━━━━━ Dataset entries ━━━━━

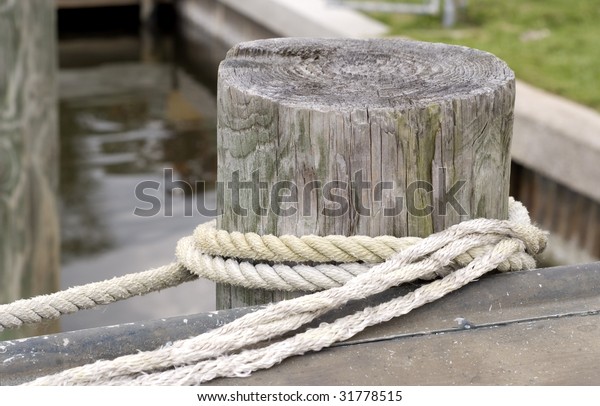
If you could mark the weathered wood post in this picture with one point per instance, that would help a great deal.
(29, 244)
(356, 137)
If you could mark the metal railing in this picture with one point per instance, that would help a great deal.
(427, 7)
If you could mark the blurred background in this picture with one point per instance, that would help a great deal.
(97, 96)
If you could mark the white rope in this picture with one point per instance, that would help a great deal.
(510, 244)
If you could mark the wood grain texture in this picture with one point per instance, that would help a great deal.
(370, 136)
(29, 244)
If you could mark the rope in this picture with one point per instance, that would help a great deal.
(52, 306)
(510, 244)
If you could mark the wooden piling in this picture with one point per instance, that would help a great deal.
(29, 244)
(373, 137)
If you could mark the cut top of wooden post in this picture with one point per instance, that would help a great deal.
(374, 137)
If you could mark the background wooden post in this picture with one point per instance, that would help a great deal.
(370, 137)
(29, 244)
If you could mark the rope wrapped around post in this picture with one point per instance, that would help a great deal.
(460, 254)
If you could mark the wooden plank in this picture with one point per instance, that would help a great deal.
(515, 299)
(29, 227)
(555, 351)
(375, 137)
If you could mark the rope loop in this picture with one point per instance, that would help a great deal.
(347, 269)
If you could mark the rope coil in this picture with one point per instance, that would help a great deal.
(460, 254)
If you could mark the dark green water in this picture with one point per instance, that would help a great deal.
(131, 106)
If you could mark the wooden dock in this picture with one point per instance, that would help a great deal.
(536, 327)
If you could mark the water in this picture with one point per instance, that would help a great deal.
(129, 108)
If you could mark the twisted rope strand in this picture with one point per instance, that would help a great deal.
(437, 251)
(52, 306)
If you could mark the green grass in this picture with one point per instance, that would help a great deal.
(552, 44)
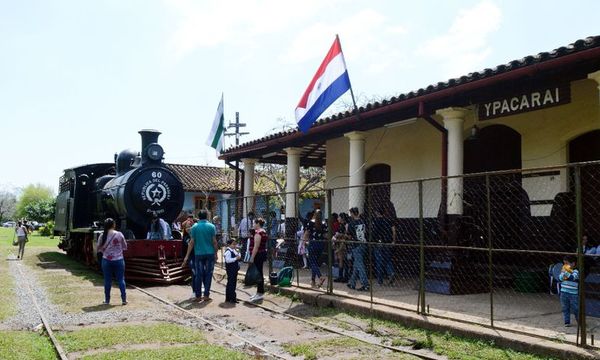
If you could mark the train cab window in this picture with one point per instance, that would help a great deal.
(202, 202)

━━━━━

### Instructions to follow
Please give back all the records above word for word, with no pictures included.

### Solution for this exercise
If you could mark the weathered wood post in this picture with one point per instance, that would help a great deal.
(29, 244)
(356, 137)
If you could mark the metal railing in this picture with one point per instance, that would help a great deal.
(427, 7)
If you could mark the blurred background in this picture with one point per instance, that would help a great deal.
(97, 96)
If you could mark the white rope in this picture with one point per instance, that would help a great deal.
(510, 244)
If you could mark the wood grain texture in this picture with one point per instance, that would help a great deal.
(370, 136)
(29, 244)
If you could mark the rope in this picture with one point per instance, that would help a great deal.
(52, 306)
(510, 244)
If you could mark the wooden piling in this picture with one point per instance, that would help a great deal.
(29, 244)
(373, 137)
If you could mark the cut top of wooden post in this picture with one point per instance, that would help a great deal.
(374, 137)
If you could mark the background wooden post in this picture with one point per instance, that would help a great deal.
(370, 137)
(29, 244)
If you could mark the rope wrapped around post in this picture with one point per instance, that would help a great deal.
(460, 254)
If you could mark the wooden plank in this picture with one point per instance, that would help a great deal.
(515, 299)
(29, 227)
(555, 351)
(375, 137)
If you could mark the rope loop in this picture with one point per instance, that would help a great deal.
(347, 269)
If you could mark the rope coil in this picture with one point per instance, that would help a great deal.
(460, 254)
If you could mark the dark green water in this picture with one point per instance, that would help a great deal.
(131, 106)
If you could mark the wooden dock in this picture with one point per instance, that would help a great deal.
(536, 327)
If you could mark the water in this picture with one point per instance, that would help a great deal.
(129, 108)
If you could mark the twisted rope strand in this picture with one point per instance, that would help a great deal.
(437, 251)
(52, 306)
If you could mark the green grass in this picture with one point per instance, that would help a great deal.
(552, 44)
If you could mark the train cab window in this picture with one point per instance, that would help a great deal.
(202, 202)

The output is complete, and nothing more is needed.